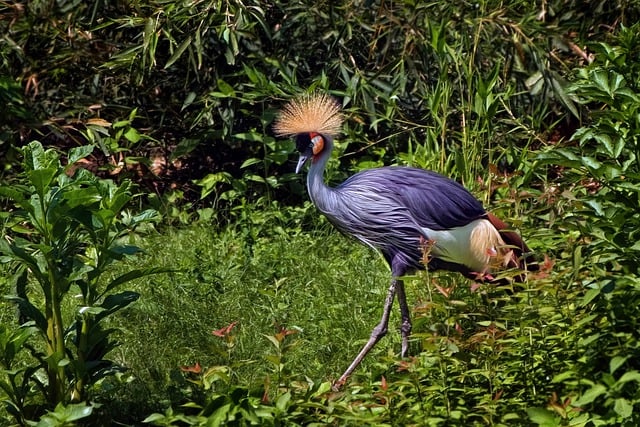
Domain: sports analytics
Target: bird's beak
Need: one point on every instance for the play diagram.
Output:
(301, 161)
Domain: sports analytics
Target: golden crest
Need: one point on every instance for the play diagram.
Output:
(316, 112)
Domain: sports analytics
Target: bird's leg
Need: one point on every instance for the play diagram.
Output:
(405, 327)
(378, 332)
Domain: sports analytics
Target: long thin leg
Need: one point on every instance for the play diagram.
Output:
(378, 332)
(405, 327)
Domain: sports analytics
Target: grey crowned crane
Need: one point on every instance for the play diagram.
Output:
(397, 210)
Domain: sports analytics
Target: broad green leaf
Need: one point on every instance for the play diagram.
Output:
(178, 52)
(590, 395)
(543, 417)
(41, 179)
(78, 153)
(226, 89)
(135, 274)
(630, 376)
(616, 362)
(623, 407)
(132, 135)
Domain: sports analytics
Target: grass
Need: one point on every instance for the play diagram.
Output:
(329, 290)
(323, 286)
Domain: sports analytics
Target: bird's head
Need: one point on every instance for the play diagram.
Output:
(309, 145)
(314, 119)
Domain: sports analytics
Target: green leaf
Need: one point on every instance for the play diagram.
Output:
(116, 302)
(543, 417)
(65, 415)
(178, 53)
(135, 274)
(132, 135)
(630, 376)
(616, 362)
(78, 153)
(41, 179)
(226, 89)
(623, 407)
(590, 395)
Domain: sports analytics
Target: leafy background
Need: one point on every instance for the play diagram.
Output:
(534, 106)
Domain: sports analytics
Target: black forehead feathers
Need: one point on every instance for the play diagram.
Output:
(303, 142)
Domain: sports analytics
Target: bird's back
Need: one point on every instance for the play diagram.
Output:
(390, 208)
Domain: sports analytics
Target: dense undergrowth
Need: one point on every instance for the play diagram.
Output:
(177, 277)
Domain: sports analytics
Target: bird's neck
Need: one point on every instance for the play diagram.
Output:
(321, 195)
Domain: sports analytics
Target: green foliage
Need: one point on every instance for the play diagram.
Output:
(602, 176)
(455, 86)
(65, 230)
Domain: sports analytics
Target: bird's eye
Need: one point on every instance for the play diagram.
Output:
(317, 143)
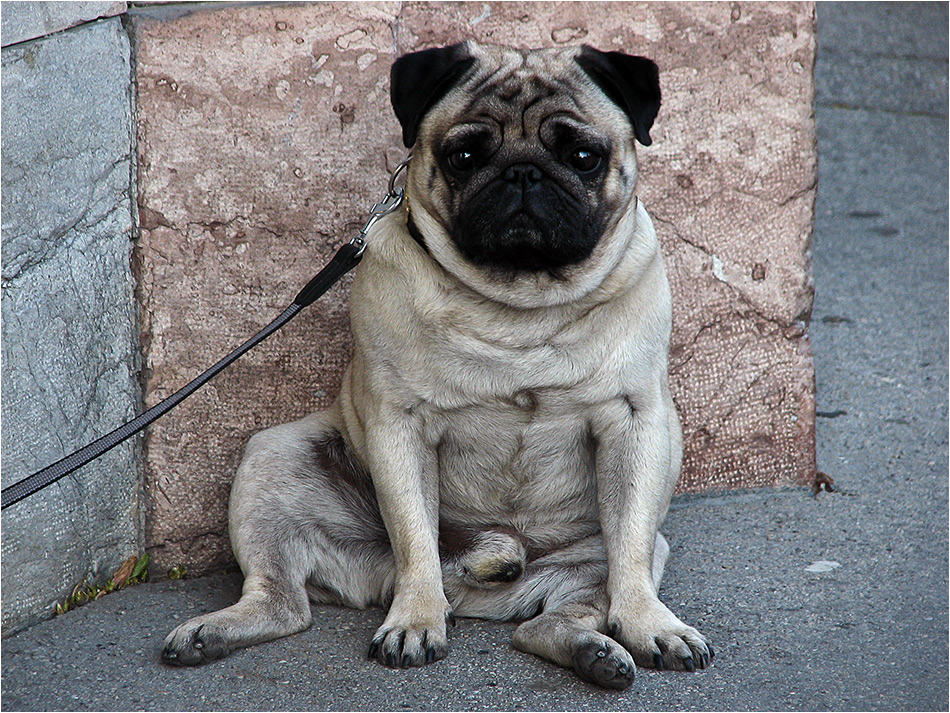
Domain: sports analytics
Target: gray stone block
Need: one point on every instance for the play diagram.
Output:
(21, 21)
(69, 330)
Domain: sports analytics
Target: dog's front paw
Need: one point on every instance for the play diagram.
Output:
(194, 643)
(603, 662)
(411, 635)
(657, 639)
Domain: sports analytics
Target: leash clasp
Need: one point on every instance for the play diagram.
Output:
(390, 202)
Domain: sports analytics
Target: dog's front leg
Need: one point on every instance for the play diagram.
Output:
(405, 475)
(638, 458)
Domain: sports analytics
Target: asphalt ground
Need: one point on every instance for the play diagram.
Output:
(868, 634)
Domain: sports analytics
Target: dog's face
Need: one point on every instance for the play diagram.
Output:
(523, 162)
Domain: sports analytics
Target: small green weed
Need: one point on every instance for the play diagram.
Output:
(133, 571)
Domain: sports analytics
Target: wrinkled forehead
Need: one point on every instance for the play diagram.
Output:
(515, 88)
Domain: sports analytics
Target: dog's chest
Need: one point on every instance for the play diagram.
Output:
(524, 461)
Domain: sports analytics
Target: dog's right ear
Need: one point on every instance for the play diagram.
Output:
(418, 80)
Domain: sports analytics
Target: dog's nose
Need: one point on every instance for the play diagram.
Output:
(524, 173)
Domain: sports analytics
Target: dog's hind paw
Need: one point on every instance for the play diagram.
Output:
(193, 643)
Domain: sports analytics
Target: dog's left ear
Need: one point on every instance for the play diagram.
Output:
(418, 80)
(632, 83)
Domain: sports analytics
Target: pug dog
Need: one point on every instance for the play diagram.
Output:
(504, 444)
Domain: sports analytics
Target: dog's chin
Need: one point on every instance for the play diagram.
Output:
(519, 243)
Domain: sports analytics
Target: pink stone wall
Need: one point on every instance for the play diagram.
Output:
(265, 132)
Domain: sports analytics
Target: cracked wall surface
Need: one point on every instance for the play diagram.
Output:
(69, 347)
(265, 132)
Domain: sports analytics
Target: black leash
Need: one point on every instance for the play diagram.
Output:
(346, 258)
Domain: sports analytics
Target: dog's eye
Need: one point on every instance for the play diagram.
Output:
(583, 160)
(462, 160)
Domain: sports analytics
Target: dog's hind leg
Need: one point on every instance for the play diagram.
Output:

========================================================================

▸ **TASK DETAILS**
Each record should be given again exactly, with no picture carried over.

▸ **PROBLEM SOLUTION**
Domain: sports analytics
Target: bird's beak
Need: one point on every instance for the play diagram.
Output:
(301, 161)
Domain: sports analytics
Target: golden crest
Need: one point on every instance for the play diagram.
Output:
(316, 112)
Domain: sports analytics
Target: bird's leg
Need: one point on every instance for the play diagram.
Output:
(405, 327)
(378, 332)
Domain: sports analytics
Target: long thin leg
Need: one point on every instance for the play diagram.
Output:
(378, 332)
(405, 327)
Domain: sports analytics
Target: grey crowned crane
Need: one point on every instance for the play diagram.
Output:
(397, 210)
Domain: sports analytics
Target: broad green leaf
Need: one point on every instance for the play diagram.
Output:
(178, 52)
(590, 395)
(543, 417)
(41, 179)
(78, 153)
(226, 89)
(135, 274)
(630, 376)
(616, 362)
(623, 407)
(132, 135)
Domain: sports analytics
Target: grass
Need: one point on every instance for the play diagram.
Output:
(329, 290)
(323, 286)
Domain: sports analytics
Target: bird's head
Need: one point on every instance for the play diagram.
Output:
(309, 145)
(314, 119)
Domain: sports analytics
Target: green leaf
Need: one point on every instance for the play diagram.
Output:
(116, 302)
(543, 417)
(65, 415)
(178, 53)
(135, 274)
(132, 135)
(630, 376)
(616, 362)
(78, 153)
(41, 179)
(226, 89)
(623, 407)
(590, 395)
Domain: sports analytics
Target: leafy background
Need: one point on every instance for the play diagram.
Output:
(534, 106)
Domain: sports analytics
Target: black forehead feathers
Need: one point on every instance for the play diagram.
Output:
(303, 142)
Domain: sports analytics
Target: bird's back
Need: one point on every instance for the play diagram.
Output:
(390, 208)
Domain: sports analytics
Target: dense undergrowth
Need: one point on every instance for the play diagram.
Output:
(177, 277)
Domain: sports analytics
Target: bird's neck
Need: one point on every instance for the play diagram.
Output:
(321, 195)
Domain: sports analytics
Target: green foliage
Need: one point on every instance for the play diagram.
Output:
(602, 176)
(455, 86)
(65, 230)
Domain: sports analytics
Target: bird's eye
Need: one point on every instance for the play diagram.
Output:
(317, 143)
Domain: sports analytics
Target: gray stone block
Need: one point on every instance for the play diagram.
Output:
(21, 21)
(69, 330)
Domain: sports analytics
Target: dog's front paw
Need: one point on every instance for the play diagram.
Output:
(194, 643)
(603, 662)
(411, 635)
(657, 639)
Domain: sports analytics
Target: leash clasp
Need: one point on every instance for the play diagram.
Output:
(390, 202)
Domain: sports analytics
Target: dog's front leg
Need: one point on every instance for the play diagram.
Output:
(405, 475)
(638, 458)
Domain: sports analytics
Target: asphalt ground
Need: one point on every instance for the play diagram.
Output:
(868, 634)
Domain: sports analytics
Target: dog's face
Need: one point on every instance for the play diagram.
Output:
(523, 162)
Domain: sports analytics
Target: small green weed
Need: one point on every instance for the play diagram.
Output:
(133, 571)
Domain: sports analytics
Target: wrinkled forehead
Need: one point on every instance for the play diagram.
Output:
(515, 88)
Domain: sports analytics
Target: dog's chest
Need: one point on every instance for the play diagram.
Output:
(524, 461)
Domain: sports analytics
Target: dog's right ear
Need: one point on every instance for the play diagram.
Output:
(418, 80)
Domain: sports analytics
Target: dog's nose
Need: one point on every instance for the play diagram.
Output:
(524, 173)
Domain: sports analytics
Target: dog's hind paw
Need: one point on every instance for the play diagram.
Output:
(193, 643)
Domain: sports analytics
Target: dog's left ear
Need: one point on every instance for the play diagram.
Output:
(418, 80)
(632, 83)
Domain: sports analytics
Target: pug dog
Need: one point on every instance for the play diagram.
Output:
(504, 444)
Domain: sports analytics
Target: dog's chin
Need: one point on every instance for the play diagram.
Output:
(519, 243)
Domain: sports analytics
Target: pink stone wall
Need: one point on every instance for the play diagram.
Output:
(265, 132)
Domain: sports analytics
Target: cracked wall surface
Need: one point on every instance for the play diagram.
Output:
(69, 347)
(265, 132)
Domain: sports analytics
Target: black leash
Need: one point on every instance for the play diagram.
Output:
(346, 258)
Domain: sports analytics
Target: dog's eye
Need: one point on every instance for the play diagram.
Output:
(583, 160)
(462, 160)
Domain: sports analytics
Target: dog's hind leg
Need: one point on every instance for the play diagram.
Output:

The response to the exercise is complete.